### What you will do
Word for word, restate the listing that follows and leave out the images.

─── Material to process

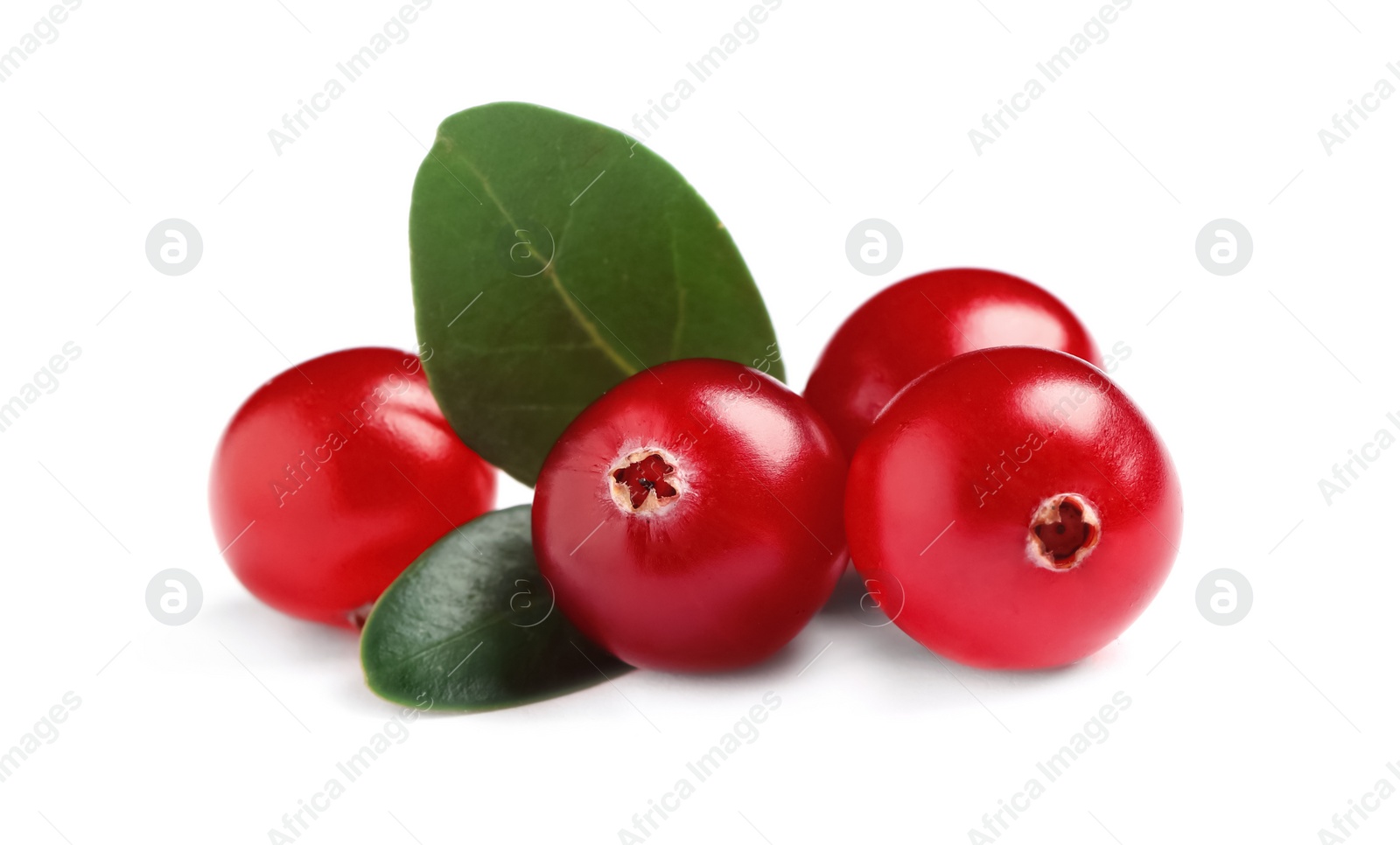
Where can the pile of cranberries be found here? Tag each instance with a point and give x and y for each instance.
(1003, 499)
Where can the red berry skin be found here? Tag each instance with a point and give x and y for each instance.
(342, 471)
(949, 487)
(737, 539)
(923, 321)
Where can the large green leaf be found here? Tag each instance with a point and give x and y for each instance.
(472, 625)
(553, 258)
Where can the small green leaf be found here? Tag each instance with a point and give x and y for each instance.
(472, 625)
(553, 258)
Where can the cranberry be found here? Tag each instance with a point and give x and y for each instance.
(923, 321)
(333, 478)
(690, 520)
(1021, 506)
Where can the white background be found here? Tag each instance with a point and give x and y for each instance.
(1260, 382)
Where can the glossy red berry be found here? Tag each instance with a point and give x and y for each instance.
(920, 322)
(333, 478)
(1014, 509)
(690, 520)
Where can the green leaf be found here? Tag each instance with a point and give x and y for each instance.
(472, 625)
(553, 258)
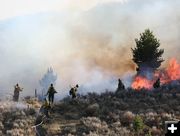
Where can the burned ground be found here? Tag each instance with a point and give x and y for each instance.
(111, 114)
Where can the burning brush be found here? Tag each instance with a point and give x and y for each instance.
(171, 73)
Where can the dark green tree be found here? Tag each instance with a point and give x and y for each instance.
(146, 52)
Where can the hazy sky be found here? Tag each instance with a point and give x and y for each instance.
(85, 41)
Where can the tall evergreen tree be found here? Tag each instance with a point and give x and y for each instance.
(146, 53)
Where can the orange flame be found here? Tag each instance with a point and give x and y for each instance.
(172, 72)
(141, 82)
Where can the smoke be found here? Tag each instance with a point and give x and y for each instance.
(89, 47)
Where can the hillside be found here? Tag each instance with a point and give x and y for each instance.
(111, 114)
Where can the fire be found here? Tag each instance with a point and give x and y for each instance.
(172, 72)
(141, 82)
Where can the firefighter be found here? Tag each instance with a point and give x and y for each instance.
(73, 91)
(50, 93)
(17, 89)
(157, 83)
(45, 108)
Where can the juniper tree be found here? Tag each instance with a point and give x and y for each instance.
(146, 53)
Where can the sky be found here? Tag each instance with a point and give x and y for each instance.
(85, 41)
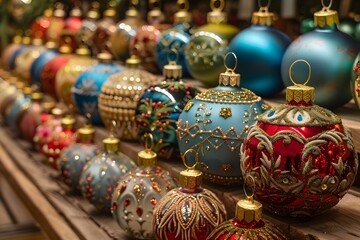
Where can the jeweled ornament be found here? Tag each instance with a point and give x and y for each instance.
(88, 86)
(331, 53)
(301, 156)
(159, 108)
(189, 212)
(214, 124)
(175, 38)
(137, 194)
(51, 68)
(100, 175)
(259, 50)
(119, 96)
(247, 224)
(74, 158)
(68, 74)
(60, 140)
(125, 31)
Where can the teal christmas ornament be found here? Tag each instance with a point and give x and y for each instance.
(159, 108)
(215, 123)
(331, 53)
(88, 86)
(100, 175)
(259, 50)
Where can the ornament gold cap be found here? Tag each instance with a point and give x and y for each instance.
(300, 93)
(263, 16)
(67, 122)
(147, 158)
(217, 15)
(172, 69)
(229, 77)
(326, 17)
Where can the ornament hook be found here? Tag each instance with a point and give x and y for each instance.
(201, 164)
(228, 69)
(290, 71)
(220, 5)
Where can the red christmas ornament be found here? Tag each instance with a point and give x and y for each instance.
(301, 156)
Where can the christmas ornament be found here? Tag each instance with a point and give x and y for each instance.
(159, 108)
(119, 96)
(39, 63)
(331, 75)
(88, 86)
(259, 50)
(175, 38)
(98, 179)
(247, 224)
(73, 159)
(67, 75)
(125, 31)
(51, 68)
(301, 156)
(144, 42)
(206, 49)
(27, 57)
(137, 193)
(214, 124)
(60, 140)
(189, 212)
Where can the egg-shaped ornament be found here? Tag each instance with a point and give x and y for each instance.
(175, 38)
(159, 108)
(207, 47)
(214, 124)
(26, 58)
(260, 50)
(68, 74)
(331, 53)
(88, 86)
(247, 224)
(74, 158)
(52, 67)
(189, 212)
(301, 156)
(60, 140)
(137, 194)
(119, 97)
(125, 31)
(100, 175)
(39, 63)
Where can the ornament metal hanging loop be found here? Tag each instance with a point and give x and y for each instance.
(228, 69)
(290, 72)
(217, 8)
(197, 162)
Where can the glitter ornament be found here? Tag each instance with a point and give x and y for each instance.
(100, 175)
(300, 155)
(189, 212)
(214, 124)
(138, 192)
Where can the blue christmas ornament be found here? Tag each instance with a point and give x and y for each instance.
(214, 125)
(100, 175)
(260, 49)
(331, 53)
(74, 158)
(88, 86)
(159, 108)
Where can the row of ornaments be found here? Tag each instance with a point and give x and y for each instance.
(138, 197)
(264, 53)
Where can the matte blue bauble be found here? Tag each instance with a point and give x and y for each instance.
(214, 125)
(331, 54)
(88, 87)
(39, 63)
(259, 50)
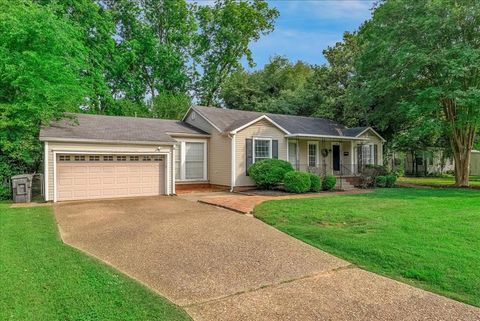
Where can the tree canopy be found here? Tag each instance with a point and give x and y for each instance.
(419, 63)
(43, 61)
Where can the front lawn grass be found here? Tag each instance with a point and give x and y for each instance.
(43, 279)
(429, 238)
(443, 181)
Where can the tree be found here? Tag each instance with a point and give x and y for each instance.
(154, 44)
(42, 64)
(421, 59)
(328, 88)
(226, 31)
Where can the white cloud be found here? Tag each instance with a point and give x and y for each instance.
(330, 9)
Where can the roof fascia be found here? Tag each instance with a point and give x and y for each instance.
(236, 130)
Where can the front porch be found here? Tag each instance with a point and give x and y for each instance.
(344, 158)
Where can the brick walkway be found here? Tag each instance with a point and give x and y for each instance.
(243, 203)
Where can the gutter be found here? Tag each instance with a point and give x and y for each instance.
(99, 141)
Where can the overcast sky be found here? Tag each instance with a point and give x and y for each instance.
(304, 28)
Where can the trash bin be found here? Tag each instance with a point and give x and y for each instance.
(22, 188)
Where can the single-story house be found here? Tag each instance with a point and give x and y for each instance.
(99, 156)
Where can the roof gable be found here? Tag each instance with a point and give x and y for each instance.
(116, 128)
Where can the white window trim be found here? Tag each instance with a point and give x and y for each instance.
(372, 153)
(297, 152)
(269, 149)
(316, 152)
(182, 160)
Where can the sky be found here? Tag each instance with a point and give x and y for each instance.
(306, 27)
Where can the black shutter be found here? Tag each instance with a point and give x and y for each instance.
(249, 153)
(275, 149)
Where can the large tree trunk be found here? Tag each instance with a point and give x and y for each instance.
(461, 138)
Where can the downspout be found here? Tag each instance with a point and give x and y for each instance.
(232, 159)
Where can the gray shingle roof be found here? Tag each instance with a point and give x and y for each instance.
(117, 128)
(229, 119)
(353, 131)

──────

### Output for this task
Where can the pile of cranberries be found here? Tag each instance with a point and give x and y for each instance.
(1003, 499)
Where can the red berry skin be found here? Tag each instance with a point and give x and y for each instance.
(342, 471)
(949, 487)
(737, 539)
(923, 321)
Where can the large green leaf be found here? Tag each instance with a point and give x and y for each instance.
(472, 625)
(553, 258)
Where can the small green leaf be found here? Tag each instance with a point and give x and y for each instance.
(472, 625)
(553, 258)
Where can the cranberry be found here? Tag each instance with a point and give x and y for each instance.
(923, 321)
(333, 478)
(690, 520)
(1021, 506)
Where can the white background be found here? Tag each instance with a point and give x and y for each instance.
(1260, 382)
Where can the glossy red berry be found here? Tag each instance with a point and give x and y for each instance.
(920, 322)
(333, 478)
(1014, 509)
(690, 520)
Where can the green leaf be found here? Tag each instance with a point and give x and y for each instance.
(472, 625)
(553, 258)
Where can the burned ground be found here? Tag each instance with a point and give x and y for each instance.
(111, 114)
Where can the burning brush be found here? Tag each instance with a point and give x and y for each instance.
(171, 73)
Where can the dark green tree be found here? Tag each instance with a point and give x and y for each instance.
(146, 52)
Where can the hazy sky be found here? Tag each instance with a point and give x and y for each instance.
(85, 41)
Where can the tall evergreen tree be found here? Tag each instance with a point and give x and y for each instance.
(146, 53)
Where can the orange flame be found here? Tag each instance with a point and give x and y for each instance.
(172, 72)
(141, 82)
Where can the smoke be found here? Tag each instance with a point and give x and y for each instance.
(89, 47)
Where can the hillside be found here? Tag each instance with a point and give x and y for each instance.
(111, 114)
Where can the fire be found here? Tag each instance with a point and give x and y for each instance.
(172, 72)
(141, 82)
Where can the firefighter be found here? Tag each instance with a point and give x and y for each instance.
(73, 91)
(50, 93)
(17, 89)
(157, 83)
(45, 108)
Where can the juniper tree be found here? Tag each instance with a point and give x and y for each instance.
(146, 53)
Where can the sky be found here? Tag each instance with a point and give x and y for each instance.
(85, 41)
Where can the jeweled ornament be found here? Tag each instance with a point and give x and y for each instance.
(88, 86)
(331, 53)
(301, 156)
(159, 108)
(189, 212)
(214, 124)
(175, 38)
(137, 194)
(51, 68)
(100, 175)
(259, 50)
(119, 96)
(247, 224)
(74, 158)
(68, 74)
(60, 140)
(125, 31)
Where can the teal christmas ornament be found here? Tag each instance with a point and give x and y for each instance.
(159, 108)
(215, 123)
(331, 53)
(88, 86)
(100, 175)
(259, 50)
Where can the ornament gold cap be found here? Tag each instance with a point and give x and y for each instance.
(300, 93)
(263, 16)
(67, 122)
(147, 158)
(217, 15)
(172, 69)
(229, 77)
(326, 17)
Where can the ornament hook be found here? Tag each instance with a point and give x and y for each instance.
(201, 164)
(228, 69)
(290, 71)
(220, 5)
Where can the red christmas ornament be found here? Tag each instance with a point and give x and y for each instance.
(301, 156)
Where can the christmas ornament be found here? Tag each instance with a point and give x and y for each instance.
(159, 108)
(119, 96)
(39, 63)
(331, 75)
(88, 86)
(259, 50)
(175, 38)
(98, 179)
(247, 224)
(73, 159)
(67, 75)
(125, 31)
(51, 68)
(301, 156)
(144, 42)
(206, 49)
(27, 57)
(137, 193)
(214, 124)
(60, 140)
(189, 212)
Where can the egg-shaped ornament be found here? Tag each instance with a point and give x and y for each instance.
(175, 38)
(159, 108)
(207, 47)
(214, 124)
(26, 58)
(260, 50)
(68, 74)
(331, 53)
(88, 86)
(247, 224)
(74, 158)
(52, 67)
(189, 212)
(301, 156)
(60, 140)
(137, 194)
(119, 97)
(125, 31)
(100, 175)
(39, 63)
Where can the ornament metal hanging loop be found here? Tag each instance with a point and give x and y for each instance.
(228, 69)
(290, 72)
(217, 8)
(197, 162)
Where can the glitter ornament be found here? Tag each instance with a point and give x and y for each instance.
(100, 175)
(300, 155)
(189, 212)
(214, 124)
(138, 192)
Where can the blue christmas ornament be found here? Tag each instance with a point and give x and y for each instance.
(214, 125)
(100, 175)
(260, 49)
(331, 53)
(74, 158)
(88, 86)
(159, 108)
Where can the row of ornaments be found here? Tag each instance with a point and give x and y for each instance.
(138, 197)
(264, 53)
Where can the matte blue bauble be found here? Tag each instance with a point and give x and y for each instance.
(214, 125)
(331, 54)
(88, 87)
(39, 63)
(259, 50)
Where can the tree canopy be found here? Tag each instance with a point and give x and y for each instance.
(419, 63)
(43, 61)
Where can the front lawn grass be found here? Tag each instance with a point and give x and y for each instance.
(43, 279)
(429, 238)
(443, 181)
Where can the tree be found here? Tag each instance with a point and give x and y for each instance.
(154, 44)
(42, 64)
(421, 59)
(328, 88)
(226, 31)
Where can the white cloud be found here? Tag each instance with a point and give x and y for each instance.
(330, 9)
Where can the roof fascia be found here? Tag each instance with a point and give x and y for each instance.
(236, 130)
Where can the front porch be found here? Tag each instance with a point and give x and y for each instance.
(344, 158)
Where can the brick walkway be found here? Tag each instance with a point and give x and y for each instance.
(243, 203)
Where can the gutter be found here? Tag each instance with a point and give x and y for each instance.
(99, 141)
Where can the overcast sky be found here? Tag each instance with a point and give x and y for each instance.
(304, 28)
Where can the trash bin be found here? Tag each instance with a point and give x and y for each instance.
(22, 188)
Where can the single-story house be found here? Tag each instance with a point and give x and y for each instance.
(99, 156)
Where can the roof gable be found here? Tag each instance with a point and give x and y for each instance.
(116, 128)
Where can the white window trim be found here? Tag each instance with a point and give x and y for each instance.
(372, 153)
(297, 152)
(269, 149)
(316, 152)
(182, 160)
Where can the sky be found here? Tag each instance with a point and give x and y for each instance.
(306, 27)
Where can the black shutter be found here? Tag each instance with a point and give x and y for each instance.
(249, 153)
(275, 149)
Where can the large tree trunk be found here? Tag each instance with a point and give x and y for each instance.
(461, 138)
Where can the downspout be found here? Tag each instance with a point and give x and y for each instance.
(232, 159)
Where can the gray shingle roof be found here? Tag each instance with a point and give x and y for each instance.
(117, 128)
(229, 119)
(353, 131)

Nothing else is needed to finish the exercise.